- Extract to read -
But behind his alluring facade, elegant suits, arrogance and playboy moves, Lubaszka’s glamorous Hollywood lifestyle came with a more predictable yet darker side: A history of arrests dating back to at least 2005 involving alcohol abuse and drug use. His driver’s license was suspended by a Santa Barbara County court in October 2006. At 28, he was arrested in a Santa Monica hotel bar, booked for intoxication and for challenging employees to a fight. Court records also show that, over the course of the years, he was arrested in the Los Angeles and San Diego counties for criminal threats, public intoxication and several DUIs. Multiple times he was ordered into alcohol treatment programs and placed on probation. Furthermore, he was convicted on drug charges, ordered into a rehab program and later expelled.

Marc Lubaszka has a history of civil, fraud and criminal cases against him in the Los Angeles County.

“I think Marc was a legitimate and successful gold broker at some point, but alcohol and drugs turned him into a crook,” says Gern.

As Lubaszka struggled with substance abuse and to stay afloat, several victims – Leslie Lawson, James Re, Andreas Mirza, Murat Kanbay, Faras Rabadi, and John Dimaggio – filed legal cases against him and his gold companies, including World Gold Group. While some obtained default judgments against the broker for failure to appear in court, others were unable to prevail in the legal system, proving that victims face insurmountable challenges in their fight for justice and closure.

In the midst of his Aurum Advisors demise, Lubaszka was also arrested for domestic violence against his girlfriend. The surety company involved in this case confirmed that a $50,000 bail was posted for Lubaszka’s release and that he later skipped his court hearings.

mar lubaszka arrests
Marc Lubaszka’s history of court records in the Santa Barbara, Los Angeles and San Diego counties go back to 1998.

Overwhelmed by his many legal, professional and personal troubles around late 2011, Lubaszka resorted to one last card up his sleeve: He packed his bags, kissed his Hollywood Hills mansion goodbye and fled to South America.

Following Lubaszka’s elusive trail in South America

In an email to other victims, Jeroldine Clark shared photographic evidence that the entrepreneur had vanished from the LA party scene and was hiding in South America. At least one photograph placed Lubaszka in Colombia on May 9, 2012. One of the images uploaded to a blog hinted that the broker had already broken into the fashion world in the aftermath of his gold coins monumental fiasco. Shortly after, the photos were removed. The blog author did not respond to a request for comment.

- Information given -
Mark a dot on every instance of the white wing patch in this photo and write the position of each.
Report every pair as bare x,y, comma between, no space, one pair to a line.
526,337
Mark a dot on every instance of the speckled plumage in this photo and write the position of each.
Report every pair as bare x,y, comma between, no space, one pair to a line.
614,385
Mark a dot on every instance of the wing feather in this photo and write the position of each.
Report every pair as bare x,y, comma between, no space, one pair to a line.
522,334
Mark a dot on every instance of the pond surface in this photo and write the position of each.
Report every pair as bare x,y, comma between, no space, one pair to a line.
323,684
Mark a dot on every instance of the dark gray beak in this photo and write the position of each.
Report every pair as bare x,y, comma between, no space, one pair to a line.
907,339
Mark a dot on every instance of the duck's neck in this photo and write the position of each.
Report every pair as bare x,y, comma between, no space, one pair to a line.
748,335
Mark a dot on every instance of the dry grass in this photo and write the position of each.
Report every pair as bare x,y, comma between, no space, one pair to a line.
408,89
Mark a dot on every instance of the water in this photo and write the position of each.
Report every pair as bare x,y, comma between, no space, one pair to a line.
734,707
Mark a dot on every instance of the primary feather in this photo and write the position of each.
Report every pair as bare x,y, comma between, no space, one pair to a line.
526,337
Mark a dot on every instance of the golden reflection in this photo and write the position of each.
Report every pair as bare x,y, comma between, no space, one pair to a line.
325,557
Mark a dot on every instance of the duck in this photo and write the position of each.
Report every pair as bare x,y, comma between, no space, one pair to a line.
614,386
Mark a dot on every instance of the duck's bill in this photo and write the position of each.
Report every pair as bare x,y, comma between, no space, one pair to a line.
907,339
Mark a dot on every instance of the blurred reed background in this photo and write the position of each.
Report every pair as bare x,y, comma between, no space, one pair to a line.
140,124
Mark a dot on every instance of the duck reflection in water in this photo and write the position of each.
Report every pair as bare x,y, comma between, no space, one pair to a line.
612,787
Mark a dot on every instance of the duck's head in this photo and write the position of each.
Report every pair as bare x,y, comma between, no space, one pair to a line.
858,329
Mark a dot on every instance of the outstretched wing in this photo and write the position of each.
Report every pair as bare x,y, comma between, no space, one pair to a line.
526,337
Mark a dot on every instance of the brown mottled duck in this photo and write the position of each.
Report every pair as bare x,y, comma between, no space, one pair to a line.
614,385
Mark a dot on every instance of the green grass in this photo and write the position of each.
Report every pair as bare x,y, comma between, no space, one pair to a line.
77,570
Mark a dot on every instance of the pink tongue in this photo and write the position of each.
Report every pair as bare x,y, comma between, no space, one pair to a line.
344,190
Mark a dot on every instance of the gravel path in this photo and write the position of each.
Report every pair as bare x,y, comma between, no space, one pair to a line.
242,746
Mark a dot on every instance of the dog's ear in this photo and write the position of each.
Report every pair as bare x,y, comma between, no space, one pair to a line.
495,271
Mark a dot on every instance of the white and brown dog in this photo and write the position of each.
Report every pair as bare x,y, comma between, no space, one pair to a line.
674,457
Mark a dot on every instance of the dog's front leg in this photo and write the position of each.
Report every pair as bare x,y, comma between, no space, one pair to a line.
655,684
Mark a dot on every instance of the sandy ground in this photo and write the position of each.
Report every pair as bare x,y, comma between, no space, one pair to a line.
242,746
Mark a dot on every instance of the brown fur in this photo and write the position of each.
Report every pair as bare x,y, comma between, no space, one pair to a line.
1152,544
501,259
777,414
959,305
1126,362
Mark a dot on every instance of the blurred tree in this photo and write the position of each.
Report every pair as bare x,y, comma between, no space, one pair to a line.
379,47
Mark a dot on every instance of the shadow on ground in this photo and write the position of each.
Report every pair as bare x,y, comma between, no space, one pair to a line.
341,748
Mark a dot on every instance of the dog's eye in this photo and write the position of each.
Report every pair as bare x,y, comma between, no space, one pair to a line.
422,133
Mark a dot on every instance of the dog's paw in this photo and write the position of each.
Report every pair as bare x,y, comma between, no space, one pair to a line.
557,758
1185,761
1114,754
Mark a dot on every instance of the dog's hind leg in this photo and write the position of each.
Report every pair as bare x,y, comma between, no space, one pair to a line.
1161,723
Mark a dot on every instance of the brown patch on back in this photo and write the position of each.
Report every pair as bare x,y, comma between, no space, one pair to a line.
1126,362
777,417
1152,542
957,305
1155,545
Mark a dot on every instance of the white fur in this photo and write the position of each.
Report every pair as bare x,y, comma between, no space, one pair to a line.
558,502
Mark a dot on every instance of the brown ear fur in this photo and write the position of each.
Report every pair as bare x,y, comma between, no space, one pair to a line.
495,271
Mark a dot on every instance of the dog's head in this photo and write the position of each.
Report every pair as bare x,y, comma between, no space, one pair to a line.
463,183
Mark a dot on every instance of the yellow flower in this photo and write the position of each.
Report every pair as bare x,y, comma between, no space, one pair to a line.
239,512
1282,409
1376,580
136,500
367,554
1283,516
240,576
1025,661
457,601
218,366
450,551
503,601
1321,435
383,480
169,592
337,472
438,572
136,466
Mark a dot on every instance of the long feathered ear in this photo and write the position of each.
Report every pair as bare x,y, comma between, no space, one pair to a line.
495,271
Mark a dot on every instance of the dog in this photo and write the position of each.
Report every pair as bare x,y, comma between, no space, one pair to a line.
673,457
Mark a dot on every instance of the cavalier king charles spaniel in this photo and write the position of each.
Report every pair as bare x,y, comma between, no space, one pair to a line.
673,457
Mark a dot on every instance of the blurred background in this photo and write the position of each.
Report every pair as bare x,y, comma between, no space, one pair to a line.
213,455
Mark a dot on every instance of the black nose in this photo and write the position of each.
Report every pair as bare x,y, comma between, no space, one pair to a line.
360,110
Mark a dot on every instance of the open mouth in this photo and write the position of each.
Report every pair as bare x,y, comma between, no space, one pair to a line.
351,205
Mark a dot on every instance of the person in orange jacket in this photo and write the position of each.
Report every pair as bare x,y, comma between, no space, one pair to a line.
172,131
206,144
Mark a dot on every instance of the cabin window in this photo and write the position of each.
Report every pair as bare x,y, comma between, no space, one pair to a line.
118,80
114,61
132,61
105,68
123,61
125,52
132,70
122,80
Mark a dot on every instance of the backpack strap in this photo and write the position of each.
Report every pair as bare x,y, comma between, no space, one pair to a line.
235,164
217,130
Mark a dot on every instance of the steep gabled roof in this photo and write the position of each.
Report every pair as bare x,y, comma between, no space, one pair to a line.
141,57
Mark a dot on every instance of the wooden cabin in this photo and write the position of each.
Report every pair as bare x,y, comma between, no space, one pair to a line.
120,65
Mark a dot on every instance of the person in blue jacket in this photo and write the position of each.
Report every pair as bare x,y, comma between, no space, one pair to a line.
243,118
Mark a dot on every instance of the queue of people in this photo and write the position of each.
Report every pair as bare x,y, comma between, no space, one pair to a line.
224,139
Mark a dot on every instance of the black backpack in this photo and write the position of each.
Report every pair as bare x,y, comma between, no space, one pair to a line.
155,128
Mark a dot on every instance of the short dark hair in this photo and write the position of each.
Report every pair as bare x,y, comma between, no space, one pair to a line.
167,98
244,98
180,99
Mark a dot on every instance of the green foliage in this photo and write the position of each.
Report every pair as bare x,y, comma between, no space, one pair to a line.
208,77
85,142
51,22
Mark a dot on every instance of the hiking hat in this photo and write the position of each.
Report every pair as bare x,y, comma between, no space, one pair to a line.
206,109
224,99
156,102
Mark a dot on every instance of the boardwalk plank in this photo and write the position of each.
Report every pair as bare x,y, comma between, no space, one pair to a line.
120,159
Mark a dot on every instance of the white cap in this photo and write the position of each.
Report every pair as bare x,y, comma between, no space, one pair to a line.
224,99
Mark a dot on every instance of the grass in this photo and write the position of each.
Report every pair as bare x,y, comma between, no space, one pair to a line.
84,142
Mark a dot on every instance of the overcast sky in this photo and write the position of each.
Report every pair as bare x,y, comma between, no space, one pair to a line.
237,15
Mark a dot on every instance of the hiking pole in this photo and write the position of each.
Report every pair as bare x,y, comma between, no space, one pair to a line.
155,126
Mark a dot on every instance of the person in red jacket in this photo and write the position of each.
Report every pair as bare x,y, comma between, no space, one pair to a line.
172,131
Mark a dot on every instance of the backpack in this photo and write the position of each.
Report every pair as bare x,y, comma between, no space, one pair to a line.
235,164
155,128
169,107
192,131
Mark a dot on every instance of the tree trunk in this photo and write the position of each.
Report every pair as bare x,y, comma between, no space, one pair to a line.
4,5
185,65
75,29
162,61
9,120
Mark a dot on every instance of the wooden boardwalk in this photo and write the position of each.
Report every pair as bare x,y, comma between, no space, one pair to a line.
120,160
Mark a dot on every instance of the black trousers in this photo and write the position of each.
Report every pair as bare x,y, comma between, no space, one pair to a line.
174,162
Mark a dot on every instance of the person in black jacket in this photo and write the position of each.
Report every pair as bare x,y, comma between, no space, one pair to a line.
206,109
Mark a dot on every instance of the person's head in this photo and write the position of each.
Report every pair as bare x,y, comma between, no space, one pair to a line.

- Tasks for this exercise -
1. In the article on Marc Lubaszka, what was the amount of the bail posted for his release after the domestic violence arrest?
2. Carry on the article on Marc Lubaszka from its last sentence.

- Answers to this exercise -
1. $50,000

2.
“What we heard at that time is that he had some kind of grand opening for a high-end fashion store in Colombia,” Clark explains.

Then, Lubaszka did what he does best: He faded again.

Before long, the runaway broker had ventured through the ‘trochas,’ the clandestine paths stretching from Colombia to Venezuela, to appear in downtown Maracaibo – known as a hot spot for criminal activity. “He was sitting there alone with one bag in his hand. His clothes were dirty, torn, and he looked lost,” says in an exclusive interview Rubén Turtulici, a Venezuelan-Italian pastor with the Mustard Tree Missions currently based in Dubai. “He said his name was David from Canada, that he’d been kidnapped and robbed by the Colombian guerrillas and that he’d lost his money and his passport.”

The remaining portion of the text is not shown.